**GIVEN EXERCISE:** Recast the data from the line containing "The user is looking at the metal" down through the line containing "[0,601,1270,950]" as a two-column CSV with the headers input and output. Give one row for each passage of text and the answer that follows it, with each value in a single quoted field and line breaks replaced by spaces.

───── STORED ROWS ─────

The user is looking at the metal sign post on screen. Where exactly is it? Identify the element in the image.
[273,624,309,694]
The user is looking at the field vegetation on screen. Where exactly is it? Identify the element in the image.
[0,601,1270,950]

─────
───── STORED ROWS ─────

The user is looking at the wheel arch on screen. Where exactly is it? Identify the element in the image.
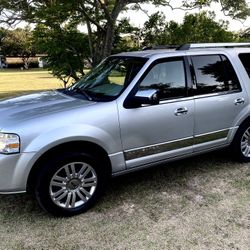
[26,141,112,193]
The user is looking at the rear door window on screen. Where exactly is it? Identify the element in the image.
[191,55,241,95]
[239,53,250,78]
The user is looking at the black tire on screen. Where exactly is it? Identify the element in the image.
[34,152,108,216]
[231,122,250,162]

─────
───── STORED ROWS ─────

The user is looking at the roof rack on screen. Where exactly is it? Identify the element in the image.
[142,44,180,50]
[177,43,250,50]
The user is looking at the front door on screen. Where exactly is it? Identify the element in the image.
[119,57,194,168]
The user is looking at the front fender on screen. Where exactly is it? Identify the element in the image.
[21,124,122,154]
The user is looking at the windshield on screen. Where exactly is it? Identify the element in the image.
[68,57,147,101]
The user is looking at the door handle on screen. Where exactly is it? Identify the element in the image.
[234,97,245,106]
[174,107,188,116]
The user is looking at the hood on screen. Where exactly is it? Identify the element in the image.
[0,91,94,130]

─────

**FULL RESPONSE:**
input,output
"The user is looking at the metal sign post on screen. Where exactly is it? Identify the element in the image.","[273,624,309,694]"
"The user is looking at the field vegetation on screen. Where exactly is it? Identify the element in the image.","[0,601,1270,950]"